I flew out Jan 29 arriving in Phoenix in the afternoon.  A friend picked me up at the airport and we drove to Tucson (approx. 1 1/2 - 2 hour drive).

 

We had just enough time to check out the 22nd Street show before it closed for the day, having been the second day of that show).  One of the dealers had a decent amount of Lee Creek fossils.  I was surprised at the size of the Squalodon incisors.  On my first trip to Tucson back in 1988 I had bought a smaller one.  it's about three inches long but missing a little of the root tip.  At this show the incisors looked to be about 5 inches long.

 

The dealer also had some megalodon and Parotodus teeth from Lee Creek.  They were all in a case so you could not see they from every angle but they were small-to-medium-sized.  He still had them all when I came back to the show two days later.

 

He had some medium-sized great whites from an undetermined California site (maybe that Pismo site because they were light-colored).  They looked nice but they were expensive for their sizes.  He also had some giant Striatolamia teeth from Kazakhstan.  I didn't have a ruler with me but they appeared to be over 2 inches.

### Written instruction 1
Return a passage from the Tucson fossil show account, starting at the words "The dealer also" and stopping after the words "be over 2 inches.".
### Written instruction 2
Supply the next part of the Tucson fossil show account, picking up after its last sentence.
The data here has no connection to the Tucson fossil show account.

[Segmentation labeling entries]
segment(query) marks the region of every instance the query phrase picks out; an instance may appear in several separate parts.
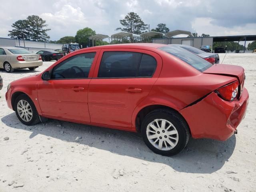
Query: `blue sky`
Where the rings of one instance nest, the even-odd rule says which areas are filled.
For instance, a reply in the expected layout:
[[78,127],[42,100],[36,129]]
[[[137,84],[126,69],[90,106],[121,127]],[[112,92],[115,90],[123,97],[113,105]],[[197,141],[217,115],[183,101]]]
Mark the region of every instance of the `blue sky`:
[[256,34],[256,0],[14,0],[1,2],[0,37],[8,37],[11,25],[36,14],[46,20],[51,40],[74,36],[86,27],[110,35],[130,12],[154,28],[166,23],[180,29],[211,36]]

...

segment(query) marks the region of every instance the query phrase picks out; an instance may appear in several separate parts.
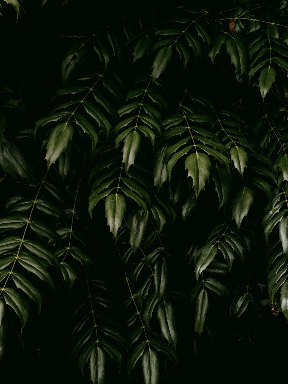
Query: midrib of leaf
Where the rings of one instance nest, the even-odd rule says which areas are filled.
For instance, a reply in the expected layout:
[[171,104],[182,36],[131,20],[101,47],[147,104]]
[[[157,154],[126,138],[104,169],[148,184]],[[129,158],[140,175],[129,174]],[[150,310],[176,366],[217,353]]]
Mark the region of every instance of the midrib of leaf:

### Task output 1
The dealer also had some megalodon and Parotodus teeth from Lee Creek.  They were all in a case so you could not see they from every angle but they were small-to-medium-sized.  He still had them all when I came back to the show two days later.

 

He had some medium-sized great whites from an undetermined California site (maybe that Pismo site because they were light-colored).  They looked nice but they were expensive for their sizes.  He also had some giant Striatolamia teeth from Kazakhstan.  I didn't have a ruler with me but they appeared to be over 2 inches.

### Task output 2
The next day, I went to another show that was really just a loose collection of tents not too far from the Innsuites but would be a long walk from there.  Most of the tents are Moroccan dealers.  It's a good place to check out.  An American collector was haggling hard for a Notidanodon tooth he liked.  He bought a few other things and did end up getting the Notidanodon for the price he wanted.  I talked to him for a few minutes after he mentioned he occasionally finds Notidanodon partials at Liverpool Point and knew of a complete tooth being found as well.

 

Another dealer had some matrix pieces from a "new" Moroccan site - different sea urchins than I have seen from there before.  He said they were Miocene.  One of the clusters had a partial shark tooth on it - rather large sand tiger.

 

Later, tagging along with friends, I poked around the Days Inn which is not known as a hotbed of fossil selling activity.  I ran across a Texas dealer who had some Lee Creek teeth - mostly tigers and makos but he also had some Texas teeth including some of that South Sulphur River stuff (Maastrictian, Kemp Clay) that was hot about 15 years ago - all the oddball micros.  He told me it was all part of a collection he bought and he had binders full of pages of coin holders with small Cretalamna and Scapanorhynchus teeth.  I looked through what was there but didn't see any of the rare teeth.  I have what I want of that anyway.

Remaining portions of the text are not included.